* **Required actions**:
[1] In the forum thread, by when did the Party City clerk say all the Halloween merchandise has to be out?
[2] Reproduce part of the forum thread word for word, starting with "Michaels here has" and going on through "cleared and ready.".

Start of Source extract

Michaels here has put out more stuff; Some resin busts, tombstones, the usual vultures, creepy cloth, foam skulls, spiders, rats, blah blah.. Also setting up their animatronic area. Was at Party City yesterday and asked the clerk about their Halloween merchandise. She said it all has to be out by the end of August, so I'm guessing they'll be getting stuff out soon. Aisles are cleared and ready.
The dollar stores have a bunch of little stuff out.


----------



## Daddy's Little Corpse

Went to Michael's this morning. Have to say I'm a little disappointed. They didn't have the animatronic type stuff set up, but from looking over the boxes I'm a little less than impressed. The new bigger tombstones were pretty swank. Will definitely be utilizing some coupons for those.
BUT no black creepy cloth! WTF?! The one year I need LOADS of the stuff and they don't have it. How much does that figure? I asked an employee about it and he said what's out is it-- except for the big props. The shelves were full, no blank spots. *fumes*
Okay, so maybe it's not all that bad, but no creepy cloth?? Off to OTC i guess...


----------



## jdubbya

Daddy's Little Corpse said:


> Went to Michael's this morning. Have to say I'm a little disappointed. They didn't have the animatronic type stuff set up, but from looking over the boxes I'm a little less than impressed. The new bigger tombstones were pretty swank. Will definitely be utilizing some coupons for those.
> BUT no black creepy cloth! WTF?! The one year I need LOADS of the stuff and they don't have it. How much does that figure? I asked an employee about it and he said what's out is it-- except for the big props. The shelves were full, no blank spots. *fumes*
> Okay, so maybe it's not all that bad, but no creepy cloth?? Off to OTC i guess...


Check out Walmart later on for creepy cloth. They normally carry a ton of it and it's cheaper than most other places. Come to think of it, the stuff I saw was that bloody gauze stuff and not actual creepy cloth so you might be right in that they're not carrying it this year. If what they have out is all they're getting, it's somewhat less than last year, and as you mentined, not impressive. From memory, Michaels also consolidates the Halloween stuff by mid September, and the stuff is pretty much picked over by then. They have the Xmas stuff ready to put out by Sept.


----------



## Daddy's Little Corpse

jdubbya said:


> Check out Walmart later on for creepy cloth. They normally carry a ton of it and it's cheaper than most other places. Come to think of it, the stuff I saw was that bloody gauze stuff and not actual creepy cloth so you might be right in that they're not carrying it this year. If what they have out is all they're getting, it's somewhat less than last year, and as you mentined, not impressive. From memory, Michaels also consolidates the Halloween stuff by mid September, and the stuff is pretty much picked over by then. They have the Xmas stuff ready to put out by Sept.


I'll be keeping a close eye on alternative creepy cloth sellers. I was hoping to snag some with a coupon and get the props that needed it done with, but oh well...

And our Michaels has their Xmas ribbon aisle fully stocked and partial Christmas town set up started.

End of Source extract
Start of Recorded data

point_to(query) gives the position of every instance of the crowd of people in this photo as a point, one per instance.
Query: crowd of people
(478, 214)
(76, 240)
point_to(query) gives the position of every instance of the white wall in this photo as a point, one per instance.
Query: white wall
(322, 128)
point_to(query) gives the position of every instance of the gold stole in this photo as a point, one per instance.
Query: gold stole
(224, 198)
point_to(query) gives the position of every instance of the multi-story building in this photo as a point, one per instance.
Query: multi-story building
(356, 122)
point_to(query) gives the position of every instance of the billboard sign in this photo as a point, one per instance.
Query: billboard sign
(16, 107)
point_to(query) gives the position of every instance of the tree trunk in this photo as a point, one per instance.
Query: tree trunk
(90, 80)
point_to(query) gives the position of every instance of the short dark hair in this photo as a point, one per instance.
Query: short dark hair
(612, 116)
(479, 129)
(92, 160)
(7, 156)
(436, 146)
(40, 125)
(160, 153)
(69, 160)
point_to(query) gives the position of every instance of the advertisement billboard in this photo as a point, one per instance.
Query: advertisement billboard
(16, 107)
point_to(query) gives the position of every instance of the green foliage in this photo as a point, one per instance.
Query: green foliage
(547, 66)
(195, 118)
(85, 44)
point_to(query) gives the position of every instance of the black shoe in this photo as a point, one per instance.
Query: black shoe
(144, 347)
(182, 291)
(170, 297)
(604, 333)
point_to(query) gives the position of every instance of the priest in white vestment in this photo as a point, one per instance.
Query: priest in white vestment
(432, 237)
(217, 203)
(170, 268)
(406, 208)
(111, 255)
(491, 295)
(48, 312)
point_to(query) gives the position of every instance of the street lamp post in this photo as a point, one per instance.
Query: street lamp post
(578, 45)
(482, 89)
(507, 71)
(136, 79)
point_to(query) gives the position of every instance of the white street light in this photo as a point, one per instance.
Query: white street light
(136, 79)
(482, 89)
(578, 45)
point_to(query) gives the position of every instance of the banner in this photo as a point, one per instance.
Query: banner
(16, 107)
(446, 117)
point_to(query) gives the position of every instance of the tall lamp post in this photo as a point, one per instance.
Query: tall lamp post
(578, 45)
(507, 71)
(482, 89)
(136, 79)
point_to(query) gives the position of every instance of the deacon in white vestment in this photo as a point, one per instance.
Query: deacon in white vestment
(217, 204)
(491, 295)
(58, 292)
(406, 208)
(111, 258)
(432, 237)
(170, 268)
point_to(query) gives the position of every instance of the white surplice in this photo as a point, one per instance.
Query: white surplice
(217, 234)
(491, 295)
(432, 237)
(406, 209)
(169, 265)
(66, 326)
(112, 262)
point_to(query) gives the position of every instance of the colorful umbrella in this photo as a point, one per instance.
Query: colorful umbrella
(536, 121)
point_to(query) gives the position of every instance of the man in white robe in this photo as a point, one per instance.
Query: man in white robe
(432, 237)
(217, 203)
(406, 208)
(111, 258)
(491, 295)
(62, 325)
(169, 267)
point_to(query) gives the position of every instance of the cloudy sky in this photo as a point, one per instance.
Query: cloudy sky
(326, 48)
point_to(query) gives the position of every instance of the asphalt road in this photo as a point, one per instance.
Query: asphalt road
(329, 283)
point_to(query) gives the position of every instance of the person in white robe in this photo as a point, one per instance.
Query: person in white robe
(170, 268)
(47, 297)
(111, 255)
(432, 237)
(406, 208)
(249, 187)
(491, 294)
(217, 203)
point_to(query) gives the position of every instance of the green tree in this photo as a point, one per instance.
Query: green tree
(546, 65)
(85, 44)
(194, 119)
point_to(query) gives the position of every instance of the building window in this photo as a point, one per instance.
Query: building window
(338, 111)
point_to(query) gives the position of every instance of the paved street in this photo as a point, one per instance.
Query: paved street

End of Recorded data

* **Results of the tasks**:
[1] By the end of August.

[2]
Michaels here has put out more stuff; Some resin busts, tombstones, the usual vultures, creepy cloth, foam skulls, spiders, rats, blah blah.. Also setting up their animatronic area. Was at Party City yesterday and asked the clerk about their Halloween merchandise. She said it all has to be out by the end of August, so I'm guessing they'll be getting stuff out soon. Aisles are cleared and ready.